+++ Data for analysis
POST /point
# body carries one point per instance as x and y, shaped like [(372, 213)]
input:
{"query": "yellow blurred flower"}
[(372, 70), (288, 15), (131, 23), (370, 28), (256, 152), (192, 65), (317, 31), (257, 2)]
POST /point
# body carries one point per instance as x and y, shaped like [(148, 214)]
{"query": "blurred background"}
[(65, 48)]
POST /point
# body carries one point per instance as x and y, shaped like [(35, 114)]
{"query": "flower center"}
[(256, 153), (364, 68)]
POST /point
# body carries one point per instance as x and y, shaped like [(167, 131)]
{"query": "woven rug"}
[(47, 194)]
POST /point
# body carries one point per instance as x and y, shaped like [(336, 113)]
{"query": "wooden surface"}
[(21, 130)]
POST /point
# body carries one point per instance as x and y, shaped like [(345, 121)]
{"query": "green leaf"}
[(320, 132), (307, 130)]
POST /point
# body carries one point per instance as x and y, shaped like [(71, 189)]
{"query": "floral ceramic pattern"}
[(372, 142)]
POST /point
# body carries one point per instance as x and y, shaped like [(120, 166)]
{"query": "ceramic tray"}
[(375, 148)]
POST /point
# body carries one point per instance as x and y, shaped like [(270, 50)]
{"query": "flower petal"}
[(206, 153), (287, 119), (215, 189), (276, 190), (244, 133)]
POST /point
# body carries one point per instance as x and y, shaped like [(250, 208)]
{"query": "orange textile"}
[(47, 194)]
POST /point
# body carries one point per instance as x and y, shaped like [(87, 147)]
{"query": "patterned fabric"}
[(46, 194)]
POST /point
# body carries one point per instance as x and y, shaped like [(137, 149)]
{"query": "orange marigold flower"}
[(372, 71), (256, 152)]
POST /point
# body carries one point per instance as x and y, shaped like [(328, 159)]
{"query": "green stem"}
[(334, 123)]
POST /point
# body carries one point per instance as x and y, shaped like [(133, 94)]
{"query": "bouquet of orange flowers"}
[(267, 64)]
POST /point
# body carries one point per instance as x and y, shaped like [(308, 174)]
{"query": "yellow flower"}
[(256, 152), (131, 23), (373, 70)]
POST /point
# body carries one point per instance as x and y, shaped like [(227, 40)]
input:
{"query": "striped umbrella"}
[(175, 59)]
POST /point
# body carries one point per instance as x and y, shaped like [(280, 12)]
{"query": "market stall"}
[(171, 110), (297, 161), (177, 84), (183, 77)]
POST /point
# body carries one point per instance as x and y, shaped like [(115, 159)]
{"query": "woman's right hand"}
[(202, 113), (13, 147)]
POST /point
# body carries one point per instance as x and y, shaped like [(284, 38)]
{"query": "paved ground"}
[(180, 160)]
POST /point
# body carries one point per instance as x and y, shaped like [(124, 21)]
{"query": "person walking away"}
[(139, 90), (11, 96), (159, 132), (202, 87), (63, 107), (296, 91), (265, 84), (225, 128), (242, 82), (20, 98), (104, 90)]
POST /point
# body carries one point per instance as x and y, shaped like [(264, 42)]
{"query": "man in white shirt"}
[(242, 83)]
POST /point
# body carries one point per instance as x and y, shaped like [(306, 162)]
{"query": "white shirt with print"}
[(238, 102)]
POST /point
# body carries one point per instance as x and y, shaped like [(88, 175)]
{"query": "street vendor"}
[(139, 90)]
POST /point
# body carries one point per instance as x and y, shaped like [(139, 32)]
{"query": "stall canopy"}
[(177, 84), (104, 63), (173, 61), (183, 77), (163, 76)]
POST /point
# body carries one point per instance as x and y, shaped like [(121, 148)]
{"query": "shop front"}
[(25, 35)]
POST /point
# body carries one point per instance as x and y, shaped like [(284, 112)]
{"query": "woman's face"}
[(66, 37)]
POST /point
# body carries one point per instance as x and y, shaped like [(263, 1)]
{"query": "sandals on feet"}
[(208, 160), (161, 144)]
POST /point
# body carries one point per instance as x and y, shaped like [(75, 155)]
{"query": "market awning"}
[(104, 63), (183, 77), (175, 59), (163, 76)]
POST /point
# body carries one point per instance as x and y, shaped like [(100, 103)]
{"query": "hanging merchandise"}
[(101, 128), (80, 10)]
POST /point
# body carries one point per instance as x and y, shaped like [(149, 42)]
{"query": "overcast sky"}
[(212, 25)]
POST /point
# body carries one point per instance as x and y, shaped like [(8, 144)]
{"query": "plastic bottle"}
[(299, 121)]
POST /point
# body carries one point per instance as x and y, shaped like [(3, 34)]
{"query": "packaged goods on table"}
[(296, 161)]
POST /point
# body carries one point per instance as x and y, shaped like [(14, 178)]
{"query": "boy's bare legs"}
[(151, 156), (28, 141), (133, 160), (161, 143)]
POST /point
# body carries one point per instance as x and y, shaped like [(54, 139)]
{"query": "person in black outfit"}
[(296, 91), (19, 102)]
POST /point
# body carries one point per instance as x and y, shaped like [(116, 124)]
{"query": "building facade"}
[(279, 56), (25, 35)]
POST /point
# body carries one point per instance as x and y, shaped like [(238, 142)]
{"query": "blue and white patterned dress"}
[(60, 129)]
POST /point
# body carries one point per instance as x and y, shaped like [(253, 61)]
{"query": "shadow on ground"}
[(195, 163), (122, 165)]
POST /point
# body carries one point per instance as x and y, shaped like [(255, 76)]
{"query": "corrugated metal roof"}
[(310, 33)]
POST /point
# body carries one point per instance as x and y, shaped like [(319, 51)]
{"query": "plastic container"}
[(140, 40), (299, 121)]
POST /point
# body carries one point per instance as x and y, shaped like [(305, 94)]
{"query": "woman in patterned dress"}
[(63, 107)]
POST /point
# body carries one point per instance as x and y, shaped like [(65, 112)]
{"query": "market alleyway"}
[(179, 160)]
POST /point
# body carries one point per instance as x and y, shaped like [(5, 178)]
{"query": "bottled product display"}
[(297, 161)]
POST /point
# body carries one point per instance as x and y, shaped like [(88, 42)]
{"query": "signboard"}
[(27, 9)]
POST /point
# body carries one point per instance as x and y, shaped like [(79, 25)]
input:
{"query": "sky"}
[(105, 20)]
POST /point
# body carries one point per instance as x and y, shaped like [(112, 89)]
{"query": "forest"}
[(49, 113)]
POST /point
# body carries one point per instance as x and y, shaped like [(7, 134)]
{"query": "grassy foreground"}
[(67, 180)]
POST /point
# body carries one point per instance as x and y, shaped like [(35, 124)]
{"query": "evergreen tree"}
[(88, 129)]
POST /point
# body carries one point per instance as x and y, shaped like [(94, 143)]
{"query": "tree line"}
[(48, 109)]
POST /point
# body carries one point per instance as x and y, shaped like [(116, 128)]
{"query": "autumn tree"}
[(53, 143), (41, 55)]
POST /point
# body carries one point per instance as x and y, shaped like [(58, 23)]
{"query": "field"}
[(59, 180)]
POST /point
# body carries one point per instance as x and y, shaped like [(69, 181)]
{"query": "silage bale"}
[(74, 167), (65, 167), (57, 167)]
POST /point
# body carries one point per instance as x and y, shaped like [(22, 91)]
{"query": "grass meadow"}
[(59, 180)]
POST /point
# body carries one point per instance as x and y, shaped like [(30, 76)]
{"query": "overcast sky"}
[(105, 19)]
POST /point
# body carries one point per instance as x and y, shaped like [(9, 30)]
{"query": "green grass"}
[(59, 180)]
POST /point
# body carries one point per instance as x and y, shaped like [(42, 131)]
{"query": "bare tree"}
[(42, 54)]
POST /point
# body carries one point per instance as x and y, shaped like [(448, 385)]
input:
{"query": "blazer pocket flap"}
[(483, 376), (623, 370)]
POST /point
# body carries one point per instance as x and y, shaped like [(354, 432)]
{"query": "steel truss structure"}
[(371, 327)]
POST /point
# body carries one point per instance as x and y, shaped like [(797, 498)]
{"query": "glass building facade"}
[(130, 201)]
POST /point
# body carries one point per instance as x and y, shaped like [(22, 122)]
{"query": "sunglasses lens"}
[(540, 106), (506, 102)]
++++++
**The problem:** Only the lines above from the line containing "like [(87, 147)]" through the line containing "like [(308, 174)]" should be retyped, exactly and with both ends included.

**Solution for this exercise:**
# body carries one point per instance as x and y, shaped like [(87, 147)]
{"query": "patterned fabric"}
[(46, 194)]
POST /point
# body carries one point per instance as x and y, shaped like [(137, 149)]
{"query": "orange marigold flower"}
[(372, 71), (256, 152)]
POST /point
# body carries one point per instance as x and y, shaped like [(328, 159)]
{"query": "green stem"}
[(334, 123)]
POST /point
# body carries one point per instance as x and y, shaped like [(133, 94)]
{"query": "bouquet of orange flowers"}
[(267, 64)]
POST /point
# body carries one point per instance as x and y, shaped like [(308, 174)]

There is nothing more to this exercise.